>> START The records
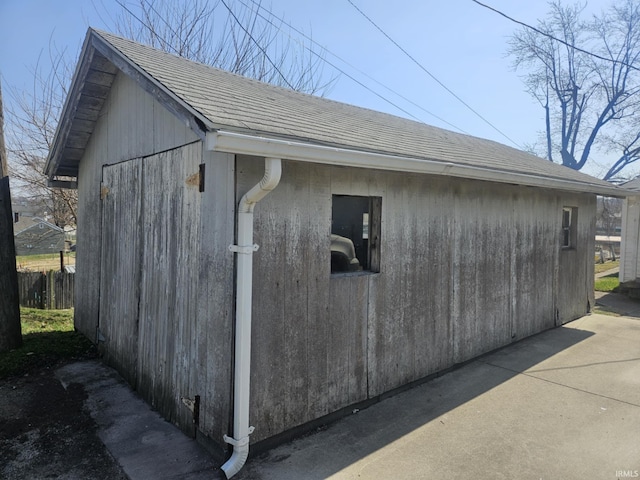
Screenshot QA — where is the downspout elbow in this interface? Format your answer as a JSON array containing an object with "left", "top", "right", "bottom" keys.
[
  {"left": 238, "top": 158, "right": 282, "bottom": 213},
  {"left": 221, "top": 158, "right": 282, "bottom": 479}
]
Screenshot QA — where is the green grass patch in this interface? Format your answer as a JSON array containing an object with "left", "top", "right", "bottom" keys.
>> END The records
>> START The records
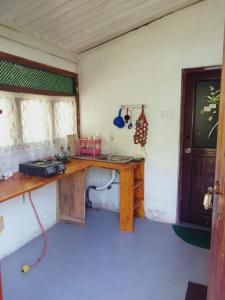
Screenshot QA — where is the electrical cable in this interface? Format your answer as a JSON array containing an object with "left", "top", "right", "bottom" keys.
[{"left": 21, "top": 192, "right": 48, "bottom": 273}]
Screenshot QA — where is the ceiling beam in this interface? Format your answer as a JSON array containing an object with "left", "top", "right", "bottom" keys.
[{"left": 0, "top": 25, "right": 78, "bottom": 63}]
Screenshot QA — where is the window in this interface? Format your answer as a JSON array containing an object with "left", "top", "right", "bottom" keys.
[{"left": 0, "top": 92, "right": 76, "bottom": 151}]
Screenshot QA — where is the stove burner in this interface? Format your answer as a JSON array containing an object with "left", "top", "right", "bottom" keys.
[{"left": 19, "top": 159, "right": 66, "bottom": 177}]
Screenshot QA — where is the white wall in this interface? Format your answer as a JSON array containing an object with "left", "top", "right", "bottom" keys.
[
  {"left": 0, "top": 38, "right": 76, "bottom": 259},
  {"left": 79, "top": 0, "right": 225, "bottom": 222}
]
>> END The records
• **Given problem**
Pull out each line of the data above that contains the string "beam". Case counts.

• **Reply to the exercise**
Screenshot QA — where is the ceiling beam in this interface? Format your answer as a JSON array containing an object with "left", "top", "right", "bottom" keys.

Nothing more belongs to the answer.